A word-for-word repeat of the records below is what this calls for.

----

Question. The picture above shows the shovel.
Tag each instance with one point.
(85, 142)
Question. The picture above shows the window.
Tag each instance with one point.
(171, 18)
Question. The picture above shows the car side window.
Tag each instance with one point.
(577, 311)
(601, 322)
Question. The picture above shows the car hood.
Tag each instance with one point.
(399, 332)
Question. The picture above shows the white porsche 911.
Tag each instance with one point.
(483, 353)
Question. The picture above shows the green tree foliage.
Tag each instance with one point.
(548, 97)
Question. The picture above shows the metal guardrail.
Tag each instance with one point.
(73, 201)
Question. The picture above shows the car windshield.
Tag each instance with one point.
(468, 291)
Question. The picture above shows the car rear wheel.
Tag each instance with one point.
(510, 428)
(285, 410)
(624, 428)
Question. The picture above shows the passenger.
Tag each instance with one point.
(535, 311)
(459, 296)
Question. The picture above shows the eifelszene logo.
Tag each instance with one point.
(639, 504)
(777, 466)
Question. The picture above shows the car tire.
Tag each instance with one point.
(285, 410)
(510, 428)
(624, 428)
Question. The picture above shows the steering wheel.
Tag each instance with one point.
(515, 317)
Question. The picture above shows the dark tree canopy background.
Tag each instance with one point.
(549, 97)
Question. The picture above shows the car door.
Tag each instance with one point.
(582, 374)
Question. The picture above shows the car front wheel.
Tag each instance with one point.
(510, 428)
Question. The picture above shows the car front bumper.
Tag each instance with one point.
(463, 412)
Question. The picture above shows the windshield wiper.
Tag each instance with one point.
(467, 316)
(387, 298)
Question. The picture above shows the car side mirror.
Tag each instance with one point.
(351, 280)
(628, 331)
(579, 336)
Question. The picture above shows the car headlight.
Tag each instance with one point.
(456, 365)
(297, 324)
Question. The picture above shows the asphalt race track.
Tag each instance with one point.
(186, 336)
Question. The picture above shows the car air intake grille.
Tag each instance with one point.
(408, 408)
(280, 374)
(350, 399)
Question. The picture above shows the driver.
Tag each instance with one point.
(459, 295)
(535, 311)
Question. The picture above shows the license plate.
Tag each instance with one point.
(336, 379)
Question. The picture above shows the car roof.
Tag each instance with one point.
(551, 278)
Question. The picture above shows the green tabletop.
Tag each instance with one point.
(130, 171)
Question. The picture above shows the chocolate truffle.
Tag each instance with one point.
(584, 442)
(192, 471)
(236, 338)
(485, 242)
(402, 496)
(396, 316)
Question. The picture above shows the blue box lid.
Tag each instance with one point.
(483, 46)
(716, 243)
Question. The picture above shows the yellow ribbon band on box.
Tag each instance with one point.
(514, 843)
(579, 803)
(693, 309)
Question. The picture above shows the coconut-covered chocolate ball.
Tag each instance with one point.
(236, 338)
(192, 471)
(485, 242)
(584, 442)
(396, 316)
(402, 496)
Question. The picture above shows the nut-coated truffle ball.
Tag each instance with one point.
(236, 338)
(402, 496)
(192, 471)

----

ANSWER SPACE:
Question. The picture above shows the shovel.
Tag each instance with one point.
(85, 142)
Question. The picture above shows the window.
Tag each instance with one point.
(171, 18)
Question. The picture above shows the car side window.
Tag each instance with one point.
(577, 311)
(601, 322)
Question. The picture above shows the car hood.
Tag each instance with one point.
(399, 332)
Question. The picture above shows the white porsche 911.
Tag each instance with one point.
(483, 353)
Question. The picture above shows the green tree foliage.
Tag each instance with one point.
(548, 97)
Question. The picture above shows the metal guardrail.
Tag each instance with one point.
(73, 201)
Question. The picture above shows the car windshield.
Tag each instance with one point.
(468, 291)
Question. The picture above shows the car rear wheel.
Tag each instance with one point.
(510, 428)
(285, 410)
(624, 428)
Question. The picture above shows the passenger.
Tag each instance with one point.
(535, 311)
(459, 296)
Question. The picture above shows the eifelszene logo.
Tag each instance with one point.
(639, 504)
(777, 466)
Question. The picture above shows the car tire.
Tag each instance with one point.
(285, 410)
(510, 428)
(624, 428)
Question. The picture above shows the steering wheel.
Tag each instance with one point.
(515, 317)
Question. The picture above shows the dark tree canopy background.
Tag each instance with one point.
(549, 97)
Question. The picture above shows the car door.
Tag each instance with one point.
(582, 374)
Question. The picture above shows the car front wheel.
Tag each instance with one point.
(510, 428)
Question. The picture above shows the car front bumper.
Tag each instance with one point.
(463, 412)
Question. The picture above shows the windshield wiper.
Tag each instance with one point.
(467, 316)
(387, 298)
Question. The picture above shows the car side mirror.
Tag each instance with one point.
(351, 280)
(628, 331)
(579, 336)
Question. The picture above shows the car headlight.
Tag each instance with one point.
(456, 365)
(297, 324)
Question. The picture above shows the asphalt race track.
Tag each instance with one point.
(186, 336)
Question. The picture above shows the car air intake grille.
Tag each instance with one point.
(408, 408)
(280, 374)
(350, 399)
Question. The picture above shows the driver.
Tag each instance with one point.
(459, 295)
(535, 311)
Question. The picture above shows the license plate.
Tag each instance with one point.
(336, 379)
Question. The picture above shows the car roof.
Tag each instance with one point.
(551, 278)
Question. The picture above shows the green tabletop.
Tag each instance with one point.
(130, 171)
Question. The picture above shows the chocolate truffle.
Tag each instance with one point.
(584, 442)
(192, 471)
(236, 338)
(485, 242)
(402, 496)
(396, 316)
Question. The picture above shows the blue box lid.
Tag each instance with one point.
(483, 46)
(716, 243)
Question. The picture above shows the yellow ribbon band on box.
Tag each instance with one point.
(514, 843)
(579, 803)
(693, 309)
Question. The picture above shows the coconut-covered chocolate ball.
Tag each instance with one point.
(236, 338)
(192, 471)
(485, 242)
(584, 442)
(396, 316)
(402, 496)
Question. The picture above shows the nut-coated truffle ball.
Tag each instance with one point.
(236, 338)
(402, 496)
(192, 471)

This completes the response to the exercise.